* [Source document]
────────────────────

Humans not only gorge themselves, but they also sit and watch TV.
Any animal that has an easy, abundant, food supply, AND no reason to motivate themselves to move, do become obese. There are plenty of non-mousing cats that lazily sit in window-boxes to sun themselves - getting up to do little more than eat. Dogs are the same way. Sure put them out in "nature" and they will slim down quickly - because hunting take energy, and the food source is not readily available.
Look at elk. They have little regard for the amount of grass they consume. The only thing that keeps them in check is the size of their mouth and the number of calories it takes to maintain their weight. When they decimate a meadow they move on. "Moving on" makes them expend more energy. Take away their food source (do to drought or human development) and they become skin and bones. Elk don't hibernate and they loose tremendous amount of body weight during the winter - when spring comes what do they do? They fatten up, and keep fattening up right on until the next fall when food starts to become sparse. Do they moderate themselves? Not by choice - it's simply a supply thing.
Does what I say mean that we shouldn't try? No - I never said that. I do think that saving our environment is worthwhile - I mean I don't want to be sick while I'm here. But I also think we are fighting nature, rather than fighting on behalf of nature.
Short-sightedness is not realizing the realities. The big picture is that the human race will not last forever.
Self preservation - yes - absolutely. The gazelle will - purely on instinct - get the hell out of dodge when a lion approaches. Of course it will also leave it's young in the lion's path. You won't see the gazelle sacrifice itself for its offspring.
Don't confuse self preservation with preservation of the species.
One of things that we have to accept about humans is that they are part of nature. It's not natural for humans (as a population, not necessarily individuals) to restrain themselves.

────────────────────

* [Exercise data]
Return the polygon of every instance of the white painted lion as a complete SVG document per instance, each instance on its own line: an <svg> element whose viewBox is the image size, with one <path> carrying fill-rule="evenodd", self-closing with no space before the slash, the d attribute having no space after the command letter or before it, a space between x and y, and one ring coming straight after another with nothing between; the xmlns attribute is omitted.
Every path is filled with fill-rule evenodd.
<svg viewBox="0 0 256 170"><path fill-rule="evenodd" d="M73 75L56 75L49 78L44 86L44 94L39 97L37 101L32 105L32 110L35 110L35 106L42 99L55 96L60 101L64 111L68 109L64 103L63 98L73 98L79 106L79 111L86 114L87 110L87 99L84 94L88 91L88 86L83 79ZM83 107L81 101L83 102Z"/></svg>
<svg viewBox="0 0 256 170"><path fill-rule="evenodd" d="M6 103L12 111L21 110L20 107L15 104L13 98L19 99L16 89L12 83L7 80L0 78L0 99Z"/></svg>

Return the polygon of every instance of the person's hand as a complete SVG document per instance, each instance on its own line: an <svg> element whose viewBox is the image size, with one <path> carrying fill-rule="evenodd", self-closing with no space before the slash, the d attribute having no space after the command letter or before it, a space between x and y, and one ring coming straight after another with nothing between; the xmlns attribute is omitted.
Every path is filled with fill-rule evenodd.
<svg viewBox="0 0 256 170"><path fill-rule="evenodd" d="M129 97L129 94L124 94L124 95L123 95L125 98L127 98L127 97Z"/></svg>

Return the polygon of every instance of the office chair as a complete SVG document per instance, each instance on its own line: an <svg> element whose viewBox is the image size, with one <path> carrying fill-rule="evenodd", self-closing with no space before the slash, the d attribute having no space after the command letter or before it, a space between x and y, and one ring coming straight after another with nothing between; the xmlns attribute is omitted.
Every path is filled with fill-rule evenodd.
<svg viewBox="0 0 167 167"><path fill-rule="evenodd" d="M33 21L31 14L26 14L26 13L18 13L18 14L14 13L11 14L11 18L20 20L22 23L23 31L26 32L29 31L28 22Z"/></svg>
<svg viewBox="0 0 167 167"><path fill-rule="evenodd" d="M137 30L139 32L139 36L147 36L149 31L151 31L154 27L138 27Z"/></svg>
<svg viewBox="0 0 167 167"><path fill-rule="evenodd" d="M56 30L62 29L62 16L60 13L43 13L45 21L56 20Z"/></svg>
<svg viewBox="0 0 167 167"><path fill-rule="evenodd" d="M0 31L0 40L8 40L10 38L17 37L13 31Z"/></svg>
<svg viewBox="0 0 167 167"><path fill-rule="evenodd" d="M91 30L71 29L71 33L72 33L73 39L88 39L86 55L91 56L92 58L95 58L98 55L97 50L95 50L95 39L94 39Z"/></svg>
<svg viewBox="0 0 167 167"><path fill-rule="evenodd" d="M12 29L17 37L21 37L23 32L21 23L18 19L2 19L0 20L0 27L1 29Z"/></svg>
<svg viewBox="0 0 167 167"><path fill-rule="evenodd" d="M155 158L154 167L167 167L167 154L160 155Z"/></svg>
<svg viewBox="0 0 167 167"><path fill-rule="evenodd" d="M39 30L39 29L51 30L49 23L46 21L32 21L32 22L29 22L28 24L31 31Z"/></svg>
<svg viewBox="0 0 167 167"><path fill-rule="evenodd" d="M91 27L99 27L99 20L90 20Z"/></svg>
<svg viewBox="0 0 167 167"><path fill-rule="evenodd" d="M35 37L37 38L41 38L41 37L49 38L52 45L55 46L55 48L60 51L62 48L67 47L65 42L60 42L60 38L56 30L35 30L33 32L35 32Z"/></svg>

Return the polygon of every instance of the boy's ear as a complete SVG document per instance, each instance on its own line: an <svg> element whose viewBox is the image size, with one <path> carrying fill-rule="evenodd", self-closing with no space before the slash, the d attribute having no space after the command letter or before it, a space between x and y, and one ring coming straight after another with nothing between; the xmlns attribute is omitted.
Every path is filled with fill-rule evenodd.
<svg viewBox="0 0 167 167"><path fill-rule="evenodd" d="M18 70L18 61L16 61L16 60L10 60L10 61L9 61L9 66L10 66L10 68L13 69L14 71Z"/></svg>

────────────────────

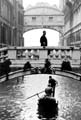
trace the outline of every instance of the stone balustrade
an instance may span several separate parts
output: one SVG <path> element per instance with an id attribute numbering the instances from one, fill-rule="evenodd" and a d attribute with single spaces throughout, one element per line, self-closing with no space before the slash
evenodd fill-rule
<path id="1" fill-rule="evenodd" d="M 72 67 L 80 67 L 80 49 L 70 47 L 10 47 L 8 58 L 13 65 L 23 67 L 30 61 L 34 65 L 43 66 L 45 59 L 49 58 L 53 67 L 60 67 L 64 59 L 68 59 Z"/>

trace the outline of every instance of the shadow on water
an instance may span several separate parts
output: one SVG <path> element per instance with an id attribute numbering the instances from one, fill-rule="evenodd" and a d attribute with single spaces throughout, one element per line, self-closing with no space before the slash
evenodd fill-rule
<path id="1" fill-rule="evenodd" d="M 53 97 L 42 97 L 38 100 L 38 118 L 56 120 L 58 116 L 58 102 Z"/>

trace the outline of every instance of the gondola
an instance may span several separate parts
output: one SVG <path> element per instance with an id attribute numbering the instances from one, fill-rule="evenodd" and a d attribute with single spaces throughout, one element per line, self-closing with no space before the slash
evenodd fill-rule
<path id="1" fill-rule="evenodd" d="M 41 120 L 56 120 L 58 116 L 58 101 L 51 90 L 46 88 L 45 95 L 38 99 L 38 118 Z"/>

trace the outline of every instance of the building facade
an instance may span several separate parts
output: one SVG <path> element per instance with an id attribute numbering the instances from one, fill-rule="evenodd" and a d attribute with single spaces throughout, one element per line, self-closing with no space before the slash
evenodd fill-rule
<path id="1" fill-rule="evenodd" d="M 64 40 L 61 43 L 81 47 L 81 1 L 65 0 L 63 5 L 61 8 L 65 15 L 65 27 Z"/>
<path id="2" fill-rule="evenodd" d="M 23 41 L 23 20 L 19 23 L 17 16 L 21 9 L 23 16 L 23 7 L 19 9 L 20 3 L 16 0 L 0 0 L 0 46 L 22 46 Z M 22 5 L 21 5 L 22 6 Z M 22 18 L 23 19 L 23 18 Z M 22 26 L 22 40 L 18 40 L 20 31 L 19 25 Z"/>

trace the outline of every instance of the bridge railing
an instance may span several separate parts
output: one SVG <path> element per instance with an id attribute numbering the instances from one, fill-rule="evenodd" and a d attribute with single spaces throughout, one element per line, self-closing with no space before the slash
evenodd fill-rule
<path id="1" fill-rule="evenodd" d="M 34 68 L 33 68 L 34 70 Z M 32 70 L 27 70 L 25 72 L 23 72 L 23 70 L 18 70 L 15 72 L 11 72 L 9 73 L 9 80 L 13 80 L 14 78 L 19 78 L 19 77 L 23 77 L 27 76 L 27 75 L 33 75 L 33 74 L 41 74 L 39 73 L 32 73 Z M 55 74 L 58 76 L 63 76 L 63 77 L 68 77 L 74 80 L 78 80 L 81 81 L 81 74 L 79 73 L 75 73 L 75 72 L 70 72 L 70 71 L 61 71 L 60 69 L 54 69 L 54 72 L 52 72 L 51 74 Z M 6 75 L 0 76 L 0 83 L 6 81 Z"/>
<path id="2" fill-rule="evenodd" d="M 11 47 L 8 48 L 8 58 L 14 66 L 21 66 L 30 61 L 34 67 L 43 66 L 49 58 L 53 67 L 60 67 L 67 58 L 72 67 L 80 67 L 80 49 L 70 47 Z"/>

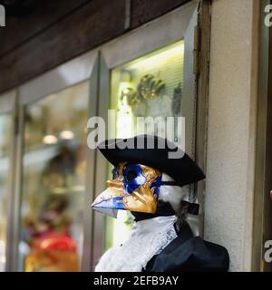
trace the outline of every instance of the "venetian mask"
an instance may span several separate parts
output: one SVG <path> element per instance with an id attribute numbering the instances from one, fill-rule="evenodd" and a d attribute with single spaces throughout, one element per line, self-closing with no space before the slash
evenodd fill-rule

────────────────────

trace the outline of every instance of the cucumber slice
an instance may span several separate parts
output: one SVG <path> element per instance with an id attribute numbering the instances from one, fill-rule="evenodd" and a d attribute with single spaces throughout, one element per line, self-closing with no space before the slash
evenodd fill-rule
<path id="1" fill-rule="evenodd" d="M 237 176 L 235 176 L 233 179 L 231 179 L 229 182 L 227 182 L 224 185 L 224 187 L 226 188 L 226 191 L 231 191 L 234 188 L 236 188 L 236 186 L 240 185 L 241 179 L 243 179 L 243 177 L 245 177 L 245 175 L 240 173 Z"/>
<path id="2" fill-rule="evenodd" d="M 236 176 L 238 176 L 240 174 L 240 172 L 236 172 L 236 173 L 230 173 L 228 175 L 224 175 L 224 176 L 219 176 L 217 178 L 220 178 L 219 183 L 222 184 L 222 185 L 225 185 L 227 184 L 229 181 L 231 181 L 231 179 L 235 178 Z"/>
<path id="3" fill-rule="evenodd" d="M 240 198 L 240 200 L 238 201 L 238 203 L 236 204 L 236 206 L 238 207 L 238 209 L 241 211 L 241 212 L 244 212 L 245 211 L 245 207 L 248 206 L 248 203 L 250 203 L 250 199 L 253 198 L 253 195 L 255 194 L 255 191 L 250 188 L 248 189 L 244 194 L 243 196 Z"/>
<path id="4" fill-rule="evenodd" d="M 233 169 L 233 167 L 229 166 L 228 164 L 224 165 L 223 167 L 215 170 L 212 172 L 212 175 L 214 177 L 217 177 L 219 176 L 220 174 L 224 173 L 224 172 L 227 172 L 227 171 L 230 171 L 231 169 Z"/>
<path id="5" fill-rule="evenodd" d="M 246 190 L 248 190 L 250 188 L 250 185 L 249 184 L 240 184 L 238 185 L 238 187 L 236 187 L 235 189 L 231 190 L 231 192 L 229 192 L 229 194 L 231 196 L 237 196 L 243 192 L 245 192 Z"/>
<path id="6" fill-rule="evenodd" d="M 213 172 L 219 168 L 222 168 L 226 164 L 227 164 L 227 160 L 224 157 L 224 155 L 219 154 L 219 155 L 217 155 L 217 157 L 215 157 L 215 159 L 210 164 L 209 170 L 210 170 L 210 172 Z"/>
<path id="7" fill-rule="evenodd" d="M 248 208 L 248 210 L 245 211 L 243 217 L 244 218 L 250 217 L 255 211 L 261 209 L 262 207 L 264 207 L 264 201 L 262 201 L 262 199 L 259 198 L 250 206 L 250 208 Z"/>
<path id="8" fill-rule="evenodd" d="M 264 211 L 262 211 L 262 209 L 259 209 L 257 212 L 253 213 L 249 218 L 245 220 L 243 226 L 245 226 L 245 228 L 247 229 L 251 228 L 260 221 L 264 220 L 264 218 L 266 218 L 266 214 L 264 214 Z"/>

────────────────────

* [Task directions]
Answer from the passage on appetite and nature:
1. What two things does it say keep elk in check?
2. What does the gazelle leave in the lion's path?
3. What does it call the big picture?

* [Final answer]
1. The size of their mouth and the number of calories it takes to maintain their weight.
2. Its young.
3. That the human race will not last forever.